### Exercise directions
Update the entries below by changing every "Whereabouts" to "Where", and reproduce them with nothing else altered.

### Supplied records
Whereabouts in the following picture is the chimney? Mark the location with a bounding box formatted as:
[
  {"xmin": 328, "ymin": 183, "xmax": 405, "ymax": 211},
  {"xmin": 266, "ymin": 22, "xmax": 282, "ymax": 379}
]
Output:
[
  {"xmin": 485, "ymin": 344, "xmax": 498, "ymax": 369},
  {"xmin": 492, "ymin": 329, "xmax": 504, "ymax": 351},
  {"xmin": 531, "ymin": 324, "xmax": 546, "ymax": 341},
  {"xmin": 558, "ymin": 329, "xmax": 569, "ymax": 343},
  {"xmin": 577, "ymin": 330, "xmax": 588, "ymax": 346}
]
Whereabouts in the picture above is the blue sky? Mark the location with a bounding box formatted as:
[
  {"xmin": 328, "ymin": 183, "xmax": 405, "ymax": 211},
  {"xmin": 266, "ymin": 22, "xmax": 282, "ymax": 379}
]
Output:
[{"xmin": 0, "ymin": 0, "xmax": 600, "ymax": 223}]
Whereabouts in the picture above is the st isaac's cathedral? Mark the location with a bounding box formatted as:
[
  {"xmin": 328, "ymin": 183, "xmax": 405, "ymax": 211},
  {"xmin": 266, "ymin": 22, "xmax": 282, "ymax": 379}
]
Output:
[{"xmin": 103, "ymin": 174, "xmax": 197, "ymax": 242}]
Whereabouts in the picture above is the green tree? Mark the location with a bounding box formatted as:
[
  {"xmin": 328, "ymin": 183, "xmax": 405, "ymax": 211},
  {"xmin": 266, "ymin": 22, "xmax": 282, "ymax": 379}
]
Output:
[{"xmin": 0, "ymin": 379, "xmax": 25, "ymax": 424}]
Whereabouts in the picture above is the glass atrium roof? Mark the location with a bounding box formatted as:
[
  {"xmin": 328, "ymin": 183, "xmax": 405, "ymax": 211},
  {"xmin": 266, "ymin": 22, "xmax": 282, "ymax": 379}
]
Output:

### Response
Where in the following picture is the chimney? Mark the location with a bounding box formatted as:
[
  {"xmin": 328, "ymin": 183, "xmax": 405, "ymax": 211},
  {"xmin": 266, "ymin": 22, "xmax": 282, "ymax": 379}
]
Output:
[
  {"xmin": 485, "ymin": 344, "xmax": 498, "ymax": 369},
  {"xmin": 492, "ymin": 329, "xmax": 504, "ymax": 351},
  {"xmin": 531, "ymin": 324, "xmax": 546, "ymax": 341},
  {"xmin": 558, "ymin": 329, "xmax": 569, "ymax": 343},
  {"xmin": 577, "ymin": 330, "xmax": 588, "ymax": 346}
]
Where in the picture above is the blue sky? Mark the location with a bounding box formatted as:
[
  {"xmin": 328, "ymin": 183, "xmax": 405, "ymax": 211},
  {"xmin": 266, "ymin": 22, "xmax": 282, "ymax": 379}
]
Output:
[{"xmin": 0, "ymin": 0, "xmax": 600, "ymax": 223}]
Where in the picture above is the st isaac's cathedral? Mark the location with a bounding box formatted as:
[
  {"xmin": 328, "ymin": 183, "xmax": 405, "ymax": 211},
  {"xmin": 266, "ymin": 22, "xmax": 282, "ymax": 379}
]
Output:
[{"xmin": 103, "ymin": 174, "xmax": 197, "ymax": 242}]
Where in the picture above is the green tree? Mark the location with a bounding box formatted as:
[
  {"xmin": 328, "ymin": 183, "xmax": 405, "ymax": 211},
  {"xmin": 266, "ymin": 22, "xmax": 282, "ymax": 379}
]
Output:
[{"xmin": 0, "ymin": 379, "xmax": 25, "ymax": 424}]
Where in the picture above is the glass atrium roof? Mark the location with a bounding box formatted as:
[
  {"xmin": 328, "ymin": 183, "xmax": 405, "ymax": 211},
  {"xmin": 266, "ymin": 22, "xmax": 282, "ymax": 379}
]
Output:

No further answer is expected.